**Brief:** Within the listing below, locate all lines containing the word "shelf". Copy each one.

++++ Records for the exercise ++++

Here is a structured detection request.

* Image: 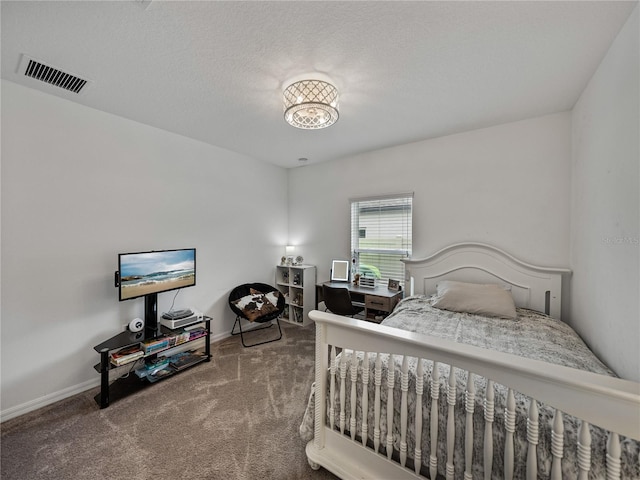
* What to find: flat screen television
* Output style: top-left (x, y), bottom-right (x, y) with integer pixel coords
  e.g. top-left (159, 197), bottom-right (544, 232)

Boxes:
top-left (116, 248), bottom-right (196, 338)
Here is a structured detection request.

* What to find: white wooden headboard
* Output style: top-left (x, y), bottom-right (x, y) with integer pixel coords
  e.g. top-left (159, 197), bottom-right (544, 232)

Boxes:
top-left (402, 243), bottom-right (571, 319)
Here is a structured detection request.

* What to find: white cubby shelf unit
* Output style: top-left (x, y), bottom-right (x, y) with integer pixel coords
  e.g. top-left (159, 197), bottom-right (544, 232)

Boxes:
top-left (276, 264), bottom-right (316, 327)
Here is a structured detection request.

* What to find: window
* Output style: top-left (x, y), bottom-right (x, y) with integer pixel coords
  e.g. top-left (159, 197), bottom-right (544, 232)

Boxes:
top-left (350, 193), bottom-right (413, 287)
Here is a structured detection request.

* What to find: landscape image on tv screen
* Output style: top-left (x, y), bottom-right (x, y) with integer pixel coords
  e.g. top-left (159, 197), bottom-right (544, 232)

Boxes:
top-left (120, 249), bottom-right (195, 300)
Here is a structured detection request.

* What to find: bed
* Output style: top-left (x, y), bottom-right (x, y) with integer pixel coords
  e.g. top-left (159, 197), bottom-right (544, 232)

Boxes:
top-left (300, 243), bottom-right (640, 479)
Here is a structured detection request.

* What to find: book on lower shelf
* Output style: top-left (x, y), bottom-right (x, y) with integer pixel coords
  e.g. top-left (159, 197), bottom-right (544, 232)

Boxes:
top-left (146, 367), bottom-right (174, 383)
top-left (169, 351), bottom-right (207, 371)
top-left (135, 357), bottom-right (170, 379)
top-left (110, 344), bottom-right (144, 366)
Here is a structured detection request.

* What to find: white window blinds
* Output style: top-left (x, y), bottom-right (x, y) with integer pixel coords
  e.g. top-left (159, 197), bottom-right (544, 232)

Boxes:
top-left (350, 193), bottom-right (413, 287)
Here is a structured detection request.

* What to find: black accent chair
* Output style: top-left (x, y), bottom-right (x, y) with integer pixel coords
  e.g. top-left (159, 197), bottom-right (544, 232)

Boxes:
top-left (229, 283), bottom-right (285, 347)
top-left (322, 284), bottom-right (365, 318)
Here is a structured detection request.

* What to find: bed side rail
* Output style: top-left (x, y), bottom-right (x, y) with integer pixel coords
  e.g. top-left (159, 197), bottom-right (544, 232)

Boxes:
top-left (309, 310), bottom-right (640, 480)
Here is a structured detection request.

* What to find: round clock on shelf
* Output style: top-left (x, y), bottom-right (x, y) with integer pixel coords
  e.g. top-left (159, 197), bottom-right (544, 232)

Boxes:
top-left (295, 255), bottom-right (304, 265)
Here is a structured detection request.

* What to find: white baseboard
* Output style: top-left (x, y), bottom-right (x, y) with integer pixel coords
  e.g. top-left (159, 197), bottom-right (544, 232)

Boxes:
top-left (1, 332), bottom-right (234, 423)
top-left (210, 330), bottom-right (232, 343)
top-left (1, 378), bottom-right (99, 423)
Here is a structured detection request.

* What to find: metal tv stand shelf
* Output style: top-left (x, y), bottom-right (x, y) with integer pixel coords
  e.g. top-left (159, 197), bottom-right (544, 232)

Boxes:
top-left (93, 316), bottom-right (211, 408)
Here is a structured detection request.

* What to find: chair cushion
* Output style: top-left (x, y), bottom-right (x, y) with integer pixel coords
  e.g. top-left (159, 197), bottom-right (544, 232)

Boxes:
top-left (232, 288), bottom-right (281, 322)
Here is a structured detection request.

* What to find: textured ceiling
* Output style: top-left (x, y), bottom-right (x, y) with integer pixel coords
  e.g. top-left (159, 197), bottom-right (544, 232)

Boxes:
top-left (1, 1), bottom-right (637, 168)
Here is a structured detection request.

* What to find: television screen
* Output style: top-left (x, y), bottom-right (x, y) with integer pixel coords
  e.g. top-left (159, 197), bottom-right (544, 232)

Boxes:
top-left (118, 248), bottom-right (196, 301)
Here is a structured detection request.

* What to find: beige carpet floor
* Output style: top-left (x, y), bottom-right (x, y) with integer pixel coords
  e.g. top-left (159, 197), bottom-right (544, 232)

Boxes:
top-left (1, 321), bottom-right (339, 480)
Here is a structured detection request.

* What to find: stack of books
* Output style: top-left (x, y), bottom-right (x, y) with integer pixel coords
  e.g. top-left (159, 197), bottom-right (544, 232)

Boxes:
top-left (166, 331), bottom-right (190, 348)
top-left (110, 345), bottom-right (144, 366)
top-left (142, 337), bottom-right (169, 354)
top-left (187, 326), bottom-right (207, 341)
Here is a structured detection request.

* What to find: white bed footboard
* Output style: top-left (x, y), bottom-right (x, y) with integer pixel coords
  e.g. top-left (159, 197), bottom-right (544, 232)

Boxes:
top-left (305, 310), bottom-right (640, 480)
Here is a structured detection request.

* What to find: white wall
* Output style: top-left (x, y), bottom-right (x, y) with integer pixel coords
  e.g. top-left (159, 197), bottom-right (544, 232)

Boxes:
top-left (570, 7), bottom-right (639, 381)
top-left (1, 81), bottom-right (288, 416)
top-left (289, 112), bottom-right (572, 285)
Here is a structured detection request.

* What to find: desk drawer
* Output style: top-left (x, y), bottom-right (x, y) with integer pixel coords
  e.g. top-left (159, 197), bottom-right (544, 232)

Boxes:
top-left (365, 295), bottom-right (391, 312)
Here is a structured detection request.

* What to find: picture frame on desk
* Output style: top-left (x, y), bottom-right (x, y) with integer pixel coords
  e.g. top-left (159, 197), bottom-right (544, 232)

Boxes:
top-left (388, 279), bottom-right (401, 291)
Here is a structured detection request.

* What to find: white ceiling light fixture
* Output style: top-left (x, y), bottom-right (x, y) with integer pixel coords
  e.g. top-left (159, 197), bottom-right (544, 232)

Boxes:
top-left (283, 73), bottom-right (339, 130)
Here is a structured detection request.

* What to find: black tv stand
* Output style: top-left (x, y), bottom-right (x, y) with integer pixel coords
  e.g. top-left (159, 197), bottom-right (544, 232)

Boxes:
top-left (144, 292), bottom-right (160, 338)
top-left (93, 316), bottom-right (211, 408)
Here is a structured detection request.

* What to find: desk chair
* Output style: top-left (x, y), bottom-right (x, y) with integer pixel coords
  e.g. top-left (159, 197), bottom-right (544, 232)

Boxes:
top-left (322, 284), bottom-right (365, 318)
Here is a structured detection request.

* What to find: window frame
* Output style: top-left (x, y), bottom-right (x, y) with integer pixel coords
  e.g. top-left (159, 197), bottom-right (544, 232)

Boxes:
top-left (350, 193), bottom-right (413, 288)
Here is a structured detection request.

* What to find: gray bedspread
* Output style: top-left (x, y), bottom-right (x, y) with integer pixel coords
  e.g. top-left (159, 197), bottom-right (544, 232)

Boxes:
top-left (300, 295), bottom-right (640, 479)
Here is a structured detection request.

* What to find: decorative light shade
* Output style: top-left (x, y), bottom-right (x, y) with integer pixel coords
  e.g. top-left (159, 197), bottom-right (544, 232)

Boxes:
top-left (283, 78), bottom-right (339, 129)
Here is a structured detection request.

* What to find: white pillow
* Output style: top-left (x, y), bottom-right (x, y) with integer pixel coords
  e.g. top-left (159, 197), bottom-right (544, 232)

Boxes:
top-left (432, 280), bottom-right (517, 319)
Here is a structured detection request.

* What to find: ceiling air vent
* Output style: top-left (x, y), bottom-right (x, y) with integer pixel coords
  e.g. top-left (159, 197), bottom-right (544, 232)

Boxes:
top-left (17, 54), bottom-right (92, 94)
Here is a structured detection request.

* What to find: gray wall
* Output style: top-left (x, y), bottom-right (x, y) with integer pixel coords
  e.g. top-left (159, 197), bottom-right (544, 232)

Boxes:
top-left (570, 7), bottom-right (639, 381)
top-left (289, 112), bottom-right (572, 286)
top-left (1, 81), bottom-right (288, 415)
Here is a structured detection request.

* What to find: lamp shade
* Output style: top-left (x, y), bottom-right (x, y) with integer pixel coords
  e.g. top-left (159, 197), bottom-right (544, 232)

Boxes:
top-left (283, 79), bottom-right (339, 129)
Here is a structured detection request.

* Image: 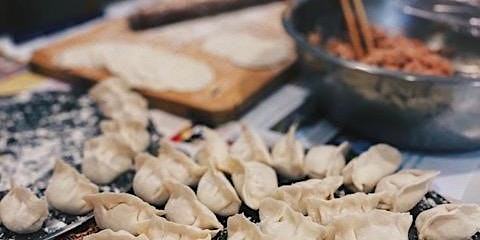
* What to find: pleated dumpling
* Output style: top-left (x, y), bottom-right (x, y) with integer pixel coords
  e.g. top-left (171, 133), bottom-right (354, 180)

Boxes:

++++

**Reply to the exercise:**
* What to find: white cubby shelf unit
* What to find: book on lower shelf
* What to find: round clock on shelf
* What to find: metal tv stand shelf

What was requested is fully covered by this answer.